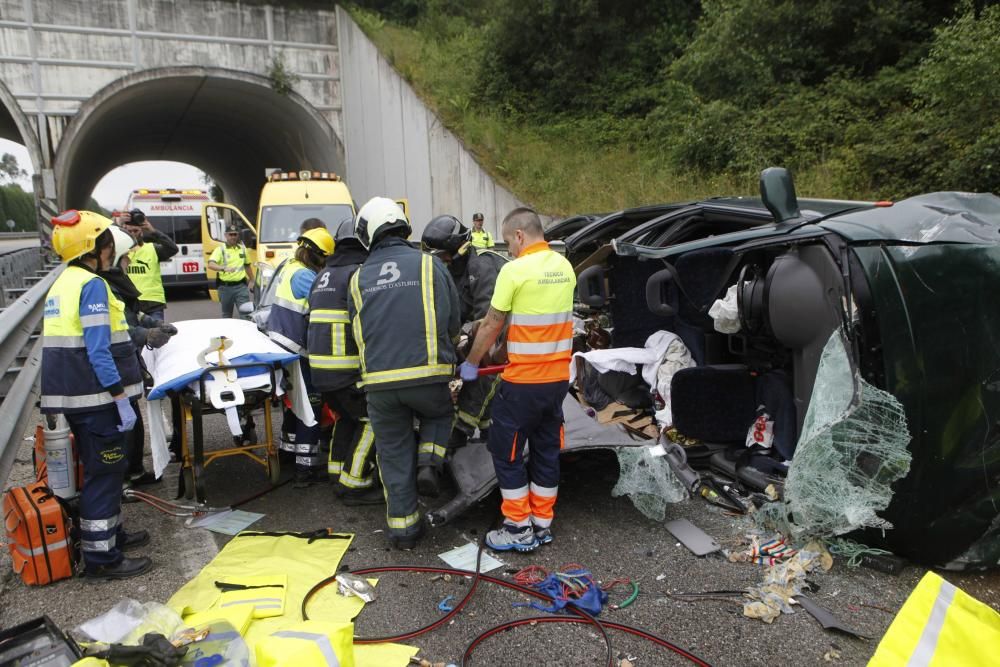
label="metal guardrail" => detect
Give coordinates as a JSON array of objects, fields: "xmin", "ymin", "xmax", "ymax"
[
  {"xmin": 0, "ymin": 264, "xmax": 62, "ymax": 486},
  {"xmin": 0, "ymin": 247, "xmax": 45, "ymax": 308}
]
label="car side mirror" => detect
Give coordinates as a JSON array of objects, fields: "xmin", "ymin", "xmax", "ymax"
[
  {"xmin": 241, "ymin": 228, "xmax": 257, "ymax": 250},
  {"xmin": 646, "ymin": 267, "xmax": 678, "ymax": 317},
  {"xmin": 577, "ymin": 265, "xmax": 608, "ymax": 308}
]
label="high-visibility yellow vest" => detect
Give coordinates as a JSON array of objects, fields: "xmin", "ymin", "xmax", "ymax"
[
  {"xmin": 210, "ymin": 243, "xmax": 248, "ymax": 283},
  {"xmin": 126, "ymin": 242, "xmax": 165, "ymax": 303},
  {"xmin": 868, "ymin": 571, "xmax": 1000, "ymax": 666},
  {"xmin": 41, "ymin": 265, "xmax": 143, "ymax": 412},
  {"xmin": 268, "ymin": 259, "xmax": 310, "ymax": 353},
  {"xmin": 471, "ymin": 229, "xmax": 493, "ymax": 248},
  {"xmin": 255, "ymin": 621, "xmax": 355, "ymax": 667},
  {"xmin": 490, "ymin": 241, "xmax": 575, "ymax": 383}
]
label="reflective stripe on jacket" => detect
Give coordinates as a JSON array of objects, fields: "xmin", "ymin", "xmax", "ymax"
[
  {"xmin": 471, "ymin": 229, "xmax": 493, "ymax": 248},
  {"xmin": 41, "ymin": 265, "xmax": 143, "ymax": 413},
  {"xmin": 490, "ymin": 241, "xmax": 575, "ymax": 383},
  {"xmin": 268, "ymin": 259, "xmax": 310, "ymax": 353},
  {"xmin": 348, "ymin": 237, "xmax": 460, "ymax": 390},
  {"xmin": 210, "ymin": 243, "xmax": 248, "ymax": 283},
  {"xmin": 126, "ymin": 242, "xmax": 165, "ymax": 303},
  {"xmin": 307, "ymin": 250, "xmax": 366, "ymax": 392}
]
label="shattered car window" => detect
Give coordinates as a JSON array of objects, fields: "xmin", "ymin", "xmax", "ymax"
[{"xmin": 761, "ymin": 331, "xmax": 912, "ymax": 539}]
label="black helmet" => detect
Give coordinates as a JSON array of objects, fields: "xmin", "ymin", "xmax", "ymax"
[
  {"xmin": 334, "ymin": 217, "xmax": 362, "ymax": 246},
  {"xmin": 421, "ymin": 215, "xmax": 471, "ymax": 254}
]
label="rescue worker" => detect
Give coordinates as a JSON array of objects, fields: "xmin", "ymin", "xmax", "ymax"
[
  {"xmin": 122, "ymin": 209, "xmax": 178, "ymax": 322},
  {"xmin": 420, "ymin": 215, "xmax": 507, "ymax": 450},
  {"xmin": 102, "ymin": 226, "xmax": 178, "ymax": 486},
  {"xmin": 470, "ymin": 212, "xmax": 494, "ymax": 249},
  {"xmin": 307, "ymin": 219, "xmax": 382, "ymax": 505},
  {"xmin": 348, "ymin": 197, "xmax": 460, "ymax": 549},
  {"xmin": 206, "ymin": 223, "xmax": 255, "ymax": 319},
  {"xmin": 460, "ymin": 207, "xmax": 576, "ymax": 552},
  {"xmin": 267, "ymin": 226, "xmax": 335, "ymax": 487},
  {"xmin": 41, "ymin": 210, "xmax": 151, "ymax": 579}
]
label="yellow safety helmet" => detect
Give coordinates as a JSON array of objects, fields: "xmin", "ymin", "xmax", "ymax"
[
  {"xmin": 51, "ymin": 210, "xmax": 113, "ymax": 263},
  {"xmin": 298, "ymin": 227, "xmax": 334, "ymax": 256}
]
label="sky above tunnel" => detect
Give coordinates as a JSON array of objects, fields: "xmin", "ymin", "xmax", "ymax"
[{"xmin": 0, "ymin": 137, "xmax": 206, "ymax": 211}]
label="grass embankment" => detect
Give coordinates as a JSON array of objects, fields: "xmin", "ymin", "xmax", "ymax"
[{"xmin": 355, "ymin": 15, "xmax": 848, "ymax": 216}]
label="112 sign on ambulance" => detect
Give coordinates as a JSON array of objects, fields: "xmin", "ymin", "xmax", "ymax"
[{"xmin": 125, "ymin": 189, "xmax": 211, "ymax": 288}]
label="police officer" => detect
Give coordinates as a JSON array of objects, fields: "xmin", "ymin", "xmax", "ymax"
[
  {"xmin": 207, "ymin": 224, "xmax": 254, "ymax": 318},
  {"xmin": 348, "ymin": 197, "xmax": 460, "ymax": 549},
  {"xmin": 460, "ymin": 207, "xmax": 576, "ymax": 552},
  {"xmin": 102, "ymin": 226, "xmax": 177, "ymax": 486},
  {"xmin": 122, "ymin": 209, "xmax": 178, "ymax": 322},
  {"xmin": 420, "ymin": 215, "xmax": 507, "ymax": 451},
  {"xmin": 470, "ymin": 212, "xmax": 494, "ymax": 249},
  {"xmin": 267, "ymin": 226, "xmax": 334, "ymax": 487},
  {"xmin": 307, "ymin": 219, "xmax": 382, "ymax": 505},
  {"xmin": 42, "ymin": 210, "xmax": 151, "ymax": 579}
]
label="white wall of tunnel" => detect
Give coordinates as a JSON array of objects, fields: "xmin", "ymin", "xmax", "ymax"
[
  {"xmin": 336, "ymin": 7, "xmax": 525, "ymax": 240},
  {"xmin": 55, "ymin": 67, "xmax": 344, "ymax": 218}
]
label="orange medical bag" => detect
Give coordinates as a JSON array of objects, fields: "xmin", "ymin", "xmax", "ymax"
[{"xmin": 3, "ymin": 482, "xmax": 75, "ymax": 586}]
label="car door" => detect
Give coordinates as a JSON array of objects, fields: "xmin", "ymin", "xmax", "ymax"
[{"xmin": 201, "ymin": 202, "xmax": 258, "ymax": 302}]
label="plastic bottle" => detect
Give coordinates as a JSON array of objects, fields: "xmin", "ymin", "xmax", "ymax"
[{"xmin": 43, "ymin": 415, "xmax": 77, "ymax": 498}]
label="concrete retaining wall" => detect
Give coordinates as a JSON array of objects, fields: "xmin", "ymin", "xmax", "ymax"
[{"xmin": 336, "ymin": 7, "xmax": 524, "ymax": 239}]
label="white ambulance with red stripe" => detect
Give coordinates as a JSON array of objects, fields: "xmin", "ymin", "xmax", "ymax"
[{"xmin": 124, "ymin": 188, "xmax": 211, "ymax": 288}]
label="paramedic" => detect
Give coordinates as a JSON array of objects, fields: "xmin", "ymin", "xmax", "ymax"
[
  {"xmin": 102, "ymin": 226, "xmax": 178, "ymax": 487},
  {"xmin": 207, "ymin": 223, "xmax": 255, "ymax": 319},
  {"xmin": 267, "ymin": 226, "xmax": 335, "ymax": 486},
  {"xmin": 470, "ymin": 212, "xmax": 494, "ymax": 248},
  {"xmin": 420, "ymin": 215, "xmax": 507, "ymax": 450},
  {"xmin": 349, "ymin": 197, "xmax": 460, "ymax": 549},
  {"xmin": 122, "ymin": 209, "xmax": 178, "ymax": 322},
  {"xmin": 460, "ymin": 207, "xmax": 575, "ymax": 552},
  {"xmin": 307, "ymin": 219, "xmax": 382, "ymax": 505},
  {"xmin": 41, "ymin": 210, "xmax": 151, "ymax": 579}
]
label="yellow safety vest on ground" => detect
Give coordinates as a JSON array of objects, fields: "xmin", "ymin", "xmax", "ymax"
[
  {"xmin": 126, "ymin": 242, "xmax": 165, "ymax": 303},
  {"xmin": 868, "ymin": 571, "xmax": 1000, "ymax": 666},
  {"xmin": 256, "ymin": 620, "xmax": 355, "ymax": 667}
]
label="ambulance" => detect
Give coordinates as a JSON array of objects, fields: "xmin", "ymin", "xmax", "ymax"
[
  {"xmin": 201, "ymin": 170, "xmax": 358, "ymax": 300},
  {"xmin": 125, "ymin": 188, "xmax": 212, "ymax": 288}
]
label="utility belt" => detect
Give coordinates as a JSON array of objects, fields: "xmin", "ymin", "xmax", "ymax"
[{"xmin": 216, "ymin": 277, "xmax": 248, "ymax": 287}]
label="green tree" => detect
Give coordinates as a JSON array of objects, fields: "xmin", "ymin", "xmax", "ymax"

## YOUR INSTRUCTIONS
Pull every line containing the word "safety" out of the entries above.

## YOUR SOLUTION
label="yellow safety helmet" => detect
label="yellow safety vest on ground" => detect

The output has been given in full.